Repeat every entry, word for word, leaving no line out.

▶ [Material for this task]:
________________________

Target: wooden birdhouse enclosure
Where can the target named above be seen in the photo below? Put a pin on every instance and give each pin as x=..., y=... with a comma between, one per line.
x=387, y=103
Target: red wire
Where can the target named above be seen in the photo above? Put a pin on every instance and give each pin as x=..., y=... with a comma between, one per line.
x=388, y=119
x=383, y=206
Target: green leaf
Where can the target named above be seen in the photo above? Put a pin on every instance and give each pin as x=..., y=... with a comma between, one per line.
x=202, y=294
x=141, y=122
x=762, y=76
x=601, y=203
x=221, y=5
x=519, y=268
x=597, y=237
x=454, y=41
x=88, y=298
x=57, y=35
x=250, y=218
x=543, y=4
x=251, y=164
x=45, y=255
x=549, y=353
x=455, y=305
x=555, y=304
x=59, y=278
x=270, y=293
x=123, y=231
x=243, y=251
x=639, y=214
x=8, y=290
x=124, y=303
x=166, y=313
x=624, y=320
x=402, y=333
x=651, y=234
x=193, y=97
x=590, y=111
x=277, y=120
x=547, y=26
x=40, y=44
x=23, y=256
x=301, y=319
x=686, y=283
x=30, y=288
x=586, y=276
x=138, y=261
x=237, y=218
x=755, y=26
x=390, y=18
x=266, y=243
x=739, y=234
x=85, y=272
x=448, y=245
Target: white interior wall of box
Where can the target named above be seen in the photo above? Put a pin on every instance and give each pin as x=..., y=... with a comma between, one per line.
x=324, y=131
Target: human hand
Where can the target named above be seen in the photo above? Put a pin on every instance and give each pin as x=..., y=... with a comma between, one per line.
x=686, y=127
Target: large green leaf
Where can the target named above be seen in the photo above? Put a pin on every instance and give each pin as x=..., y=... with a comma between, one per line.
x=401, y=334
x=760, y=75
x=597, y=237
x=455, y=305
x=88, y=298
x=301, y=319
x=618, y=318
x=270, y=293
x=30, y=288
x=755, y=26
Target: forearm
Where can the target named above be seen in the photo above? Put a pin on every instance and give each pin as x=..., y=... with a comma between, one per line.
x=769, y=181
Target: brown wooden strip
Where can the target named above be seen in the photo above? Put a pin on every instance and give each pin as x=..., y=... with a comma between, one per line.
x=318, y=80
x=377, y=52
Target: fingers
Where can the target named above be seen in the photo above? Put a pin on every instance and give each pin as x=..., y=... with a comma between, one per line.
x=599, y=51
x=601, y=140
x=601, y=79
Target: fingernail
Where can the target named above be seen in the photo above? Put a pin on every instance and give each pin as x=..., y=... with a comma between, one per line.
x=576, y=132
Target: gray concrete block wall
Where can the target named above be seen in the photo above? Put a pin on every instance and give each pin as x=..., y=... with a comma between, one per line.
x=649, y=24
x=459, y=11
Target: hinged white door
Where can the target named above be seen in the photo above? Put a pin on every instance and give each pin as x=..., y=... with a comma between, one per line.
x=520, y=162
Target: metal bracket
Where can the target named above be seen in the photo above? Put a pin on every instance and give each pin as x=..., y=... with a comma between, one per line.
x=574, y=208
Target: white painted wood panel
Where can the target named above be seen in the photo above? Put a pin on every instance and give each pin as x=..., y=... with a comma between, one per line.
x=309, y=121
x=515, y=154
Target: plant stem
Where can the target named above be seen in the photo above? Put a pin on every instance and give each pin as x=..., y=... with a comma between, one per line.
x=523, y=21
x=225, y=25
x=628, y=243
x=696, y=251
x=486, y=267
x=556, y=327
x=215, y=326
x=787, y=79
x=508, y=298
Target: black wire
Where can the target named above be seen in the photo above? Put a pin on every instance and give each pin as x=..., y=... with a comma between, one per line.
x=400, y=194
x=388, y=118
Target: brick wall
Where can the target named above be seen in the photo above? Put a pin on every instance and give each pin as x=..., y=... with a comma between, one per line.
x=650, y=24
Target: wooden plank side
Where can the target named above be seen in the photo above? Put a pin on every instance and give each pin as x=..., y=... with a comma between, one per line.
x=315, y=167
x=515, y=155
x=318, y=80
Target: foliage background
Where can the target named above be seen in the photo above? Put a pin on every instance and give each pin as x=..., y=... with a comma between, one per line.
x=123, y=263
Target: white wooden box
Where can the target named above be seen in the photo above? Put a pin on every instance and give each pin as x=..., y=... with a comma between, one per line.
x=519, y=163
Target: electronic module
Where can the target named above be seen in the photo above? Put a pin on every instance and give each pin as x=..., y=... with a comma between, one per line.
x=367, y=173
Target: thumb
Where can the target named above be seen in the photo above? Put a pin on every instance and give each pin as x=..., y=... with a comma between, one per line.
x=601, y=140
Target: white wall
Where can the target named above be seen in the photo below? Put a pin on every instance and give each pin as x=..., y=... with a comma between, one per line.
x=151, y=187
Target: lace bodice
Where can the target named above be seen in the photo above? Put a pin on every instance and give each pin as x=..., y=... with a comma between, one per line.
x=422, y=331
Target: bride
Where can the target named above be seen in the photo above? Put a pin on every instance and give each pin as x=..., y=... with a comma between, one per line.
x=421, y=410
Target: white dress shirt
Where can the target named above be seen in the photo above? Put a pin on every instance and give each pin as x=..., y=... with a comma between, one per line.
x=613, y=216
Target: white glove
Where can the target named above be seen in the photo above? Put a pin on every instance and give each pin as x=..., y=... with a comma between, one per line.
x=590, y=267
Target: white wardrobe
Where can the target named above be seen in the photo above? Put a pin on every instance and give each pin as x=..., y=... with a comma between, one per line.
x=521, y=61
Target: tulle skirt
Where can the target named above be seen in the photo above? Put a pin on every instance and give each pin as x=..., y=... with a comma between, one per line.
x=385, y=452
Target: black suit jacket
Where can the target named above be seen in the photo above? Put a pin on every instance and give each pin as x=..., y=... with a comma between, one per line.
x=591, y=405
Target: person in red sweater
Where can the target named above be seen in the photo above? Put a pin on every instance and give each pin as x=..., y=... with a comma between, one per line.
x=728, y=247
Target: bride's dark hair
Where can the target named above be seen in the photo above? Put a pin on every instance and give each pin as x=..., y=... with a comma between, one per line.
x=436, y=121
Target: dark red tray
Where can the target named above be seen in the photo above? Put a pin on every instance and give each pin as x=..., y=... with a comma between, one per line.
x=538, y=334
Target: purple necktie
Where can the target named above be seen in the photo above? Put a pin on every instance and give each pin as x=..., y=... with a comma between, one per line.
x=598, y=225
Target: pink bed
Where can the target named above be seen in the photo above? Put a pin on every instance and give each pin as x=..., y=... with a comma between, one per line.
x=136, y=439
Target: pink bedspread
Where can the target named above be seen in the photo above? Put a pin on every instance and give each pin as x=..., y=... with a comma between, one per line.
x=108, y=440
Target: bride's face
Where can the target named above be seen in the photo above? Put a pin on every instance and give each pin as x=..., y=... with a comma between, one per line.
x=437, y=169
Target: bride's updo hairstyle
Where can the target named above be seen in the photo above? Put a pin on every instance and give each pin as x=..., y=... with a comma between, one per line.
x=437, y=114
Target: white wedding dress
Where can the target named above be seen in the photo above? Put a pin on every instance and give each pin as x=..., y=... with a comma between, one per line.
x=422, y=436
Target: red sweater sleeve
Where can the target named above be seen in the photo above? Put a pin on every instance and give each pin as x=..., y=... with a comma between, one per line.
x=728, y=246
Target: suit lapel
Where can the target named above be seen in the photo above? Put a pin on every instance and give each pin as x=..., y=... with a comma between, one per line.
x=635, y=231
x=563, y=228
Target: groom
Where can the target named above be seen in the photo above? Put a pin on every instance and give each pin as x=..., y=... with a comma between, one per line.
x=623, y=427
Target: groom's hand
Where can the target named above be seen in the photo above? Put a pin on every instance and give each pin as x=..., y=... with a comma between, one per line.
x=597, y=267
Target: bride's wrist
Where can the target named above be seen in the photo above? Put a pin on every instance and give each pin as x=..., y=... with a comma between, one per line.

________________________

▶ [Exercise output]:
Target: wooden birdhouse enclosure
Where can the target named above be seen in the photo below? Put a pin on every instance and give each pin as x=..., y=... with a comma between, one per line.
x=387, y=103
Target: red wire
Where can the target named above be seen in the photo above? Put a pin on every instance and give each pin as x=..., y=... with a comma between, one per line.
x=388, y=119
x=383, y=206
Target: green leaf
Where can the target named above be seen in the photo above? Put a pin on every instance and give each pin as x=..., y=... with a comma between, one per line.
x=202, y=294
x=141, y=122
x=762, y=76
x=601, y=203
x=221, y=5
x=519, y=268
x=597, y=237
x=454, y=41
x=88, y=298
x=57, y=35
x=250, y=218
x=543, y=4
x=251, y=164
x=45, y=255
x=549, y=353
x=455, y=305
x=555, y=304
x=59, y=278
x=270, y=293
x=123, y=231
x=243, y=251
x=639, y=214
x=8, y=290
x=124, y=303
x=166, y=313
x=624, y=320
x=402, y=333
x=651, y=234
x=193, y=97
x=590, y=111
x=277, y=120
x=547, y=26
x=40, y=44
x=23, y=256
x=301, y=319
x=686, y=283
x=30, y=288
x=586, y=276
x=138, y=261
x=237, y=218
x=755, y=26
x=390, y=18
x=266, y=243
x=739, y=234
x=85, y=272
x=448, y=245
Target: white interior wall of box
Where can the target named above be seen in the photo above? Put a pin on every instance and give each pin as x=..., y=... with a comma between, one per line.
x=324, y=131
Target: human hand
Where can the target named above be seen in the photo above? Put a pin on every instance and give each pin as x=..., y=... with a comma between, one per line.
x=686, y=127
Target: large green leaf
Where can the target named above be seen in the photo above? Put a pin on every instance and give each pin as x=..., y=... with a comma between, one per line.
x=401, y=334
x=760, y=75
x=597, y=237
x=455, y=305
x=88, y=298
x=301, y=319
x=618, y=318
x=270, y=293
x=30, y=288
x=755, y=26
Target: forearm
Where can the target named above be seen in the photo above? Put a pin on every instance and give each pin as x=..., y=... with a comma between, one per line.
x=769, y=181
Target: brown wooden strip
Where can the target named above be seen in the photo above? Put a pin on every instance and give each pin as x=..., y=... with a comma between, one per line.
x=318, y=80
x=377, y=52
Target: fingers
Where can the target named above be seen in the photo above? Put a pin on every instance and give each pin as x=..., y=... with a comma between, one per line.
x=599, y=51
x=601, y=140
x=601, y=79
Target: fingernail
Where can the target named above be seen in the photo above? Put a pin on every instance and give each pin as x=..., y=... with a comma between, one per line.
x=576, y=132
Target: gray concrete block wall
Where can the target named above be seen in the photo above? Put a pin on every instance and give each pin as x=..., y=... with a comma between, one per line.
x=649, y=24
x=459, y=11
Target: hinged white door
Where can the target named above be seen in the photo above? Put a pin on every instance and give each pin as x=..., y=... with a comma between, one per line.
x=520, y=162
Target: metal bracket
Where can the target named above be seen in the photo above? Put a pin on every instance and give each pin as x=..., y=... with a comma between, one per line.
x=574, y=208
Target: white painted wood panel
Where can the target named above be seen in the photo above? Put a pin on every instance and give each pin as x=..., y=... with a comma between, one per line.
x=309, y=121
x=515, y=154
Target: plant stem
Where can the target named above be seen in the photo above? Put a pin on every instance and give each pin as x=..., y=... with a comma between, one per line.
x=523, y=21
x=225, y=25
x=628, y=243
x=696, y=251
x=486, y=267
x=556, y=327
x=215, y=326
x=787, y=79
x=508, y=298
Target: black wire
Where can the target named above be seen in the photo above? Put a pin on every instance and give each pin as x=..., y=... with a comma between, one per line.
x=400, y=194
x=388, y=118
Target: brick wall
Where can the target named above be seen in the photo above? Put a pin on every instance and give each pin as x=..., y=... with a comma between, one per line.
x=650, y=24
Target: wooden plank side
Where can the target named above be seen in the photo above? Put a pin on every instance and give each pin as x=..., y=... with a comma between, one per line.
x=315, y=167
x=515, y=155
x=318, y=80
Target: foliage background
Where can the target named above be seen in the photo above? Put a pin on every instance and give each pin as x=..., y=... with a comma between, one per line.
x=123, y=263
Target: white wooden box
Where can the target named above be seen in the photo above? Put a pin on every instance and give each pin as x=..., y=... with a comma between, one per line.
x=519, y=163
Target: electronic module
Where can the target named above be seen in the photo above? Put a pin on every instance and give each pin as x=..., y=... with a comma between, one per line.
x=367, y=173
Target: thumb
Where can the target named above be seen in the photo above? Put a pin on every instance and give each pin as x=..., y=... with a comma between, one per line.
x=601, y=140
Target: white wall
Where can the target named above be seen in the photo below? Put a pin on every instance and give each pin as x=..., y=... with a comma between, one per line.
x=151, y=187
Target: lace bodice
Where can the target named above be seen in the photo above? Put a pin on every instance and give each pin as x=..., y=... with a comma between, one per line.
x=422, y=331
Target: bride
Where can the target named above be seen in the photo above? Put a pin on every instance and give each pin as x=..., y=... with a comma between, one per line.
x=421, y=410
Target: white dress shirt
Where can the target named above be seen in the photo above? Put a pin on every instance and give each pin as x=..., y=... with a comma between, one per line.
x=613, y=216
Target: white glove
Where can the target named above be seen in the photo above? Put a pin on every instance and give each pin as x=..., y=... with a comma between, one per line.
x=590, y=267
Target: white wardrobe
Where can the target named above be seen in the photo above? Put a pin on every instance and give each pin as x=..., y=... with a comma between, one per line.
x=521, y=61
Target: tulle skirt
Where can the target named above be seen in the photo above? Put a pin on every instance and give each pin as x=..., y=... with a comma between, one per line.
x=385, y=452
Target: black suit jacket
Where can the target named above be seen in the photo above? Put a pin on every instance and give each pin as x=..., y=... with a comma between, one per line.
x=591, y=405
Target: person in red sweater
Where can the target named above be seen in the photo above? Put a pin on every instance and give each pin as x=..., y=... with a comma between, one per line.
x=728, y=247
Target: bride's dark hair
Where can the target named above be seen in the photo above? Put a pin on every instance and give each pin as x=..., y=... with a comma between, one per line.
x=436, y=121
Target: dark red tray
Where can the target named above be seen in the photo above? Put a pin on every instance and give each pin as x=..., y=... with a comma between, one per line.
x=538, y=334
Target: purple necktie
Where can the target named above be seen in the photo above? Put a pin on every instance and give each pin as x=..., y=... with a comma between, one per line.
x=598, y=225
Target: pink bed
Where can the target named above be seen in the photo above? Put a pin on every instance and give each pin as x=..., y=... with a comma between, one per line.
x=136, y=439
Target: pink bedspread
Where can the target named above be seen in the photo above? Put a pin on every instance and give each pin as x=..., y=... with a comma between, one per line.
x=108, y=440
Target: bride's face
Where can the target named above be seen in the photo above? Put a pin on every instance and give each pin as x=..., y=... with a comma between, one per line.
x=437, y=169
Target: bride's updo hairstyle
Where can the target named above be seen in the photo above? Put a pin on every instance and give each pin as x=..., y=... with a comma between, one per line.
x=437, y=114
Target: white wedding dress
Where can the target named above be seen in the photo above? Put a pin on every instance and give each pin as x=..., y=... with a comma between, one per line.
x=422, y=436
Target: red sweater sleeve
Where can the target named above be seen in the photo above? Put a pin on every instance and give each pin as x=..., y=... with a comma between, one per line.
x=728, y=246
Target: suit lapel
Where can the target named above be seen in the photo above? Put a pin on every instance and give each pin as x=..., y=... with a comma between, one per line.
x=635, y=231
x=563, y=228
Target: groom
Where can the target named above be seen in the photo above? Put a pin on every instance and give each pin as x=..., y=... with a comma between, one per line.
x=623, y=427
Target: groom's hand
Where can the target named above be seen in the photo above? Put a pin on every instance and give each pin as x=..., y=... with a comma between, one per line.
x=597, y=267
Target: bride's wrist
Where can the target named above be seen in the photo above? Put a pin on every instance and give each pin as x=..., y=... with a comma between, one per line.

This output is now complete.